BEGIN Source material
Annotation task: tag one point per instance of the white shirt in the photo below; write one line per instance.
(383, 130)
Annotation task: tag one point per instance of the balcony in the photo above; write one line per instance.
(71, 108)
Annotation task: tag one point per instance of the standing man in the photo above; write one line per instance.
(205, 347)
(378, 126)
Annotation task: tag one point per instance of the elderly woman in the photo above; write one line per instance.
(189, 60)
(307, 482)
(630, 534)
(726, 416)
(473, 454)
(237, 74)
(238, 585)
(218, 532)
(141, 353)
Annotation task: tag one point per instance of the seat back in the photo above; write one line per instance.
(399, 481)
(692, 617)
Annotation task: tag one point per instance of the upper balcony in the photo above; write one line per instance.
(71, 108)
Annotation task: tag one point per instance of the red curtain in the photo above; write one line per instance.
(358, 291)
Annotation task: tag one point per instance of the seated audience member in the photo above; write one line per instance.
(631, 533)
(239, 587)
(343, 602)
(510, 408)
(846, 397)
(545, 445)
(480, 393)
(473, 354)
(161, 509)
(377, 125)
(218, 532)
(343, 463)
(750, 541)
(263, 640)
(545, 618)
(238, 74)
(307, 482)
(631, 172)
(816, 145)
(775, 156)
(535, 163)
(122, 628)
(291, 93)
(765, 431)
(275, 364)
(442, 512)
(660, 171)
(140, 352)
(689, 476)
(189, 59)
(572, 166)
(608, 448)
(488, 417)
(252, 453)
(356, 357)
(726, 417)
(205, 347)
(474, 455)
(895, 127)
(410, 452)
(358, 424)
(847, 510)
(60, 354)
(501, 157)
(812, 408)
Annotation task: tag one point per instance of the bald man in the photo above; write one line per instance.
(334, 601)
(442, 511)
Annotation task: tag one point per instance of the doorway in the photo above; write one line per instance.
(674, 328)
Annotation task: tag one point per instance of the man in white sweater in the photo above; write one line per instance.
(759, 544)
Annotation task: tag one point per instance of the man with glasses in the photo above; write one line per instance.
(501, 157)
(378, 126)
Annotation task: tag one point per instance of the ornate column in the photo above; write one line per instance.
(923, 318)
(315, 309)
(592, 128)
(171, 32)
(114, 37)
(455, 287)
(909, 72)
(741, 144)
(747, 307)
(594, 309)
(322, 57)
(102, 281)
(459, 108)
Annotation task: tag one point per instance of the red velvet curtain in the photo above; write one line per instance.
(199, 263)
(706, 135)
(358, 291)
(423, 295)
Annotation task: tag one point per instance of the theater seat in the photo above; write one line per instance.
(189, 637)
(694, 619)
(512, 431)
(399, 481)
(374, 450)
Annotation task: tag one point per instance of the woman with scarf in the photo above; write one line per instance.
END Source material
BEGIN Source material
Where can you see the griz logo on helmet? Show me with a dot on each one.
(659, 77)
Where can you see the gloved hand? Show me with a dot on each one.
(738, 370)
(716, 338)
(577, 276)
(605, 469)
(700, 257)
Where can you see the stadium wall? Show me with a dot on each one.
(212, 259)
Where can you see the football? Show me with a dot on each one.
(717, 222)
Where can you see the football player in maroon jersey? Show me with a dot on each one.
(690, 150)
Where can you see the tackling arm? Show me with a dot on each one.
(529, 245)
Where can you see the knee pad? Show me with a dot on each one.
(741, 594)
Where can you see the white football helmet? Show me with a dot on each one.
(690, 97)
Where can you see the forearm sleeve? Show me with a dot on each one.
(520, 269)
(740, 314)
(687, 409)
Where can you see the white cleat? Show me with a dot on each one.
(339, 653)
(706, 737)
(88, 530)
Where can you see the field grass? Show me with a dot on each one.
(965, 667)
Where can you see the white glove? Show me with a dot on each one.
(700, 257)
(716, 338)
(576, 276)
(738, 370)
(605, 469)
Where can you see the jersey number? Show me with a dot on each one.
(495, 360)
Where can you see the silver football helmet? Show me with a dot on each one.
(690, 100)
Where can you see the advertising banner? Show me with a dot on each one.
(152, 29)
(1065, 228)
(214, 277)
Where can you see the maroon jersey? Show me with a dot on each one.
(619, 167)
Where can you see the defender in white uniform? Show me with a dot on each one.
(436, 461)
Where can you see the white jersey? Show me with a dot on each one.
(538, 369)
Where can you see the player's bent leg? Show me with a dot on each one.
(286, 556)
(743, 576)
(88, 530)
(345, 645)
END Source material
BEGIN Source material
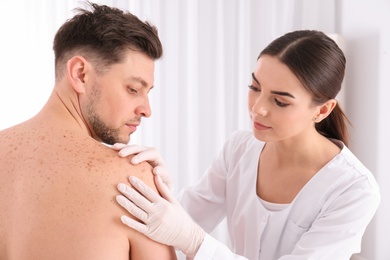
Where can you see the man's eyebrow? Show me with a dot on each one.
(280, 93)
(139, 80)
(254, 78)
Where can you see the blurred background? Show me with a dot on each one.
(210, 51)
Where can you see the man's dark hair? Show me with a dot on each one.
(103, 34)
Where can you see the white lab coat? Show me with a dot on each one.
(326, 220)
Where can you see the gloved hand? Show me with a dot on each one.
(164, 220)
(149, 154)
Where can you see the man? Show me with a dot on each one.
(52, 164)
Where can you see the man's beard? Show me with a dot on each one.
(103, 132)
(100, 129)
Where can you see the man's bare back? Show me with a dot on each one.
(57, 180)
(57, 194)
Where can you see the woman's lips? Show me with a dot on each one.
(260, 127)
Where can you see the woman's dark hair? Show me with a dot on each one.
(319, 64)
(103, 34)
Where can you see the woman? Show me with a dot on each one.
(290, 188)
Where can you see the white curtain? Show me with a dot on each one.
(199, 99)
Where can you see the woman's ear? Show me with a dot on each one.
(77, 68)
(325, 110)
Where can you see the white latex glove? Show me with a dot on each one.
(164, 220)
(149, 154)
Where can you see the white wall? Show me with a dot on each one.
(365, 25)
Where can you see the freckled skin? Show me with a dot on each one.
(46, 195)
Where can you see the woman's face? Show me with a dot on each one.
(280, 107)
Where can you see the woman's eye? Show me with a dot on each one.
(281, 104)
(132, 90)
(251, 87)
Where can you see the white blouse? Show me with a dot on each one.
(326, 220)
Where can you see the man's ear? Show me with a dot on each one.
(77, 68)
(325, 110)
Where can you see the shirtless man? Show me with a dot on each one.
END Source material
= Task item =
Using the entries shown above, reproduce verbatim the lines from the line bearing "Annotation task: tag one point per instance of the ornate" to the line bearing "Annotation task: tag one point per instance of the woman", inclusive.

= Answer box =
Annotation task: tag one point per instance of the ornate column in the photo above; write one line per instance.
(923, 318)
(315, 309)
(592, 128)
(171, 32)
(114, 37)
(455, 287)
(909, 72)
(741, 144)
(747, 307)
(594, 309)
(322, 57)
(102, 281)
(459, 108)
Annotation task: tag one point per instance of the red velvet curtain in the photo above; write one line per instance.
(199, 263)
(706, 135)
(358, 291)
(423, 295)
Annotation task: tag one point per instance of the theater seat in the photo above; write one line per instance.
(189, 637)
(694, 619)
(512, 431)
(399, 481)
(374, 450)
Annotation task: tag one point per instance of the woman with scarf in the photo above; write one line per instance.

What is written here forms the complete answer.